--- START OF Recorded data ---
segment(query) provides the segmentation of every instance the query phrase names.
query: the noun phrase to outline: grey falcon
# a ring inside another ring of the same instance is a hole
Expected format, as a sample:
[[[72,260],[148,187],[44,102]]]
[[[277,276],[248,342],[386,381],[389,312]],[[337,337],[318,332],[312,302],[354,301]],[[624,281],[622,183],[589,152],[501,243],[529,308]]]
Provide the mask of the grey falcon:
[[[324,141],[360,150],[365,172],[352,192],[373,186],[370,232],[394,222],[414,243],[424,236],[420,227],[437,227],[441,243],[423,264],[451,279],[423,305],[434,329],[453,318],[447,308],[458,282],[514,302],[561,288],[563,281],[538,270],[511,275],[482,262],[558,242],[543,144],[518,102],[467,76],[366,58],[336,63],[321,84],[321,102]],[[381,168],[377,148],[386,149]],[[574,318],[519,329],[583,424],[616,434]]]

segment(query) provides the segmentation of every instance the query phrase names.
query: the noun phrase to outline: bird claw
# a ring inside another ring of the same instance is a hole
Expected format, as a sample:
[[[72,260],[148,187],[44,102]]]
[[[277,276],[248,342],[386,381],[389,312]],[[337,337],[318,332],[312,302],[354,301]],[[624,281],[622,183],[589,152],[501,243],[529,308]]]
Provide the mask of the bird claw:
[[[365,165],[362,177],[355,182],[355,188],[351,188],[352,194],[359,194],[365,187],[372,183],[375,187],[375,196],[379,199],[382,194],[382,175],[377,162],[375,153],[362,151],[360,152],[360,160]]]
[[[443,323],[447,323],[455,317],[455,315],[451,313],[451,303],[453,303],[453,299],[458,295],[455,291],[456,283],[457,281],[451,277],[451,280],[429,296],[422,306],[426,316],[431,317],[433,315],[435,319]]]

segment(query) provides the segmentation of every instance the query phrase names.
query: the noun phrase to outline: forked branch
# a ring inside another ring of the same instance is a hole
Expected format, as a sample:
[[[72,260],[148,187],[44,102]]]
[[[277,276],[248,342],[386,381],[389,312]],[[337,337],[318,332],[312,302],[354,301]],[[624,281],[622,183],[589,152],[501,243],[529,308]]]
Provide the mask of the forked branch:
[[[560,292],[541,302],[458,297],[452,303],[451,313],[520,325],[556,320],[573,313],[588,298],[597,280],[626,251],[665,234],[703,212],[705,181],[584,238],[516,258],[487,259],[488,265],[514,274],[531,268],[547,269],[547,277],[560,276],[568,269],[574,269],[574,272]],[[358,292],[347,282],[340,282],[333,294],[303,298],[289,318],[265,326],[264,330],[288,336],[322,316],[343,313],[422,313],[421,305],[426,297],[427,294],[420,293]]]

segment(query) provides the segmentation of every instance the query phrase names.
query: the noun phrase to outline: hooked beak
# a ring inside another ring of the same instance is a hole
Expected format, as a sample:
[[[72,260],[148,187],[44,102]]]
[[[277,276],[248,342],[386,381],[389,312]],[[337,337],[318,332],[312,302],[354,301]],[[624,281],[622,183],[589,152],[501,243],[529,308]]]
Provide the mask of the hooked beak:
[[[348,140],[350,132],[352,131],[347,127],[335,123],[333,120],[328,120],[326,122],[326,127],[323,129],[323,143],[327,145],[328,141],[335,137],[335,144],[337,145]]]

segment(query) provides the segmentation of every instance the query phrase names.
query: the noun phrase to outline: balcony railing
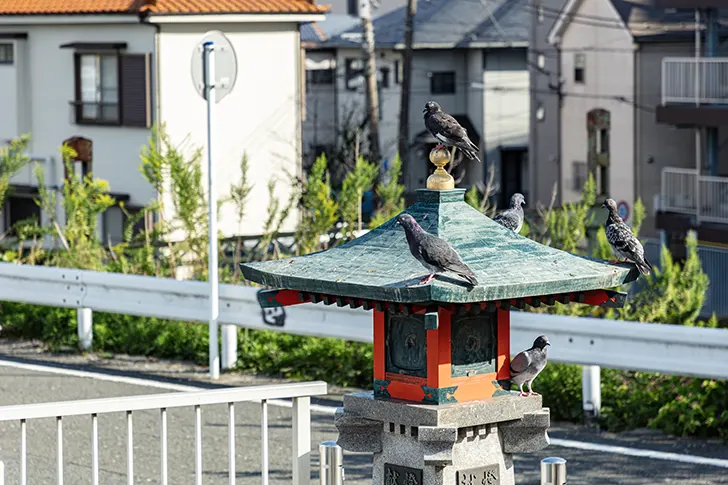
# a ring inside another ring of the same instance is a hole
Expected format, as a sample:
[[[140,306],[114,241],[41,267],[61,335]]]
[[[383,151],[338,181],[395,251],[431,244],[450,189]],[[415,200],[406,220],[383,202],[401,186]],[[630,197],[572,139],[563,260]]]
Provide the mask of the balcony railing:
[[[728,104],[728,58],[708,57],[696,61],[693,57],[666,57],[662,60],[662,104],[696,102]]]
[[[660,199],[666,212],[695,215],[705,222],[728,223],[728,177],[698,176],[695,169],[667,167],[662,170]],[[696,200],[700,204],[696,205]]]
--- END OF Recorded data ---
--- START OF Recorded data ---
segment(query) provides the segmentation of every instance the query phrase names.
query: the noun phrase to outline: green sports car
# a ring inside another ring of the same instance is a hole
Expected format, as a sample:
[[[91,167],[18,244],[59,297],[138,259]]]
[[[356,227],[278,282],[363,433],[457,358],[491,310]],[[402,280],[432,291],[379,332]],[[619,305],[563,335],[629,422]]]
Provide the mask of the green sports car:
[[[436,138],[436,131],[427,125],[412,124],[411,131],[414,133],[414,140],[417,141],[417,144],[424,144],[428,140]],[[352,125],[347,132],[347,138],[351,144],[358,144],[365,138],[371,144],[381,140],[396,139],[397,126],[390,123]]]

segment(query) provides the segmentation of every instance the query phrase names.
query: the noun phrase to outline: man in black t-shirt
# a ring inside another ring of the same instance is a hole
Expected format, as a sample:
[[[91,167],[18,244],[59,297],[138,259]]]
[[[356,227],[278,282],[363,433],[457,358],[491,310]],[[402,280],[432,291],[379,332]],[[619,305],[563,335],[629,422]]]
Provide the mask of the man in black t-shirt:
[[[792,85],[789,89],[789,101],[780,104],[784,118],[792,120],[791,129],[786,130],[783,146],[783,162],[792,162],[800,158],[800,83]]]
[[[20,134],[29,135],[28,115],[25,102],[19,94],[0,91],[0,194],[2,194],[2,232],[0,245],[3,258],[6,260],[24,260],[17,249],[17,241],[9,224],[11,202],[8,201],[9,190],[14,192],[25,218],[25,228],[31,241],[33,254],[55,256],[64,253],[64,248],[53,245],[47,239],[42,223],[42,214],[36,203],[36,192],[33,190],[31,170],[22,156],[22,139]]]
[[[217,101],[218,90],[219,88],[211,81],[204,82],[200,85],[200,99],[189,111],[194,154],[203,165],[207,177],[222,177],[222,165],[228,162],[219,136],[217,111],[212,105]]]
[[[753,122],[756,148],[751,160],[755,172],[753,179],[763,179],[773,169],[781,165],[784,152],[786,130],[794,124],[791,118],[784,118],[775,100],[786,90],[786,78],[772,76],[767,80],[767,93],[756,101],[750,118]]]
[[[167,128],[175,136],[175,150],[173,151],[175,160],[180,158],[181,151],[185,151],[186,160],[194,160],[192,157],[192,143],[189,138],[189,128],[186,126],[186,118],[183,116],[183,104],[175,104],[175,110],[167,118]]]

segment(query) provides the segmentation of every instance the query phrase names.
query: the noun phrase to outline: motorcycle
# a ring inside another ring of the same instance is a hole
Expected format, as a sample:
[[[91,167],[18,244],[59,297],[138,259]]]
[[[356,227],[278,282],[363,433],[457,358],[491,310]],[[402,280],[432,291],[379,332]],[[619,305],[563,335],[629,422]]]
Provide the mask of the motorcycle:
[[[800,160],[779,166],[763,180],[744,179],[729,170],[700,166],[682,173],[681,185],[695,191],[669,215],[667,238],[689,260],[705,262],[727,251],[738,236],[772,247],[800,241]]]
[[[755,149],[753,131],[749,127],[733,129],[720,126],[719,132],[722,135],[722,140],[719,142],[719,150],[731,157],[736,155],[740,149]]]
--- END OF Recorded data ---
» What to do: Pick out every line in the items above that contains the string "mask". Case matters.

» Correct response:
Provide the mask of the grey falcon:
Provide the mask of the bird claw:
Provide the mask of the forked branch:
Provide the mask of the hooked beak:
Provide the mask of the balcony railing:
Provide the mask of the green sports car:
Provide the mask of the man in black t-shirt:
Provide the mask of the motorcycle:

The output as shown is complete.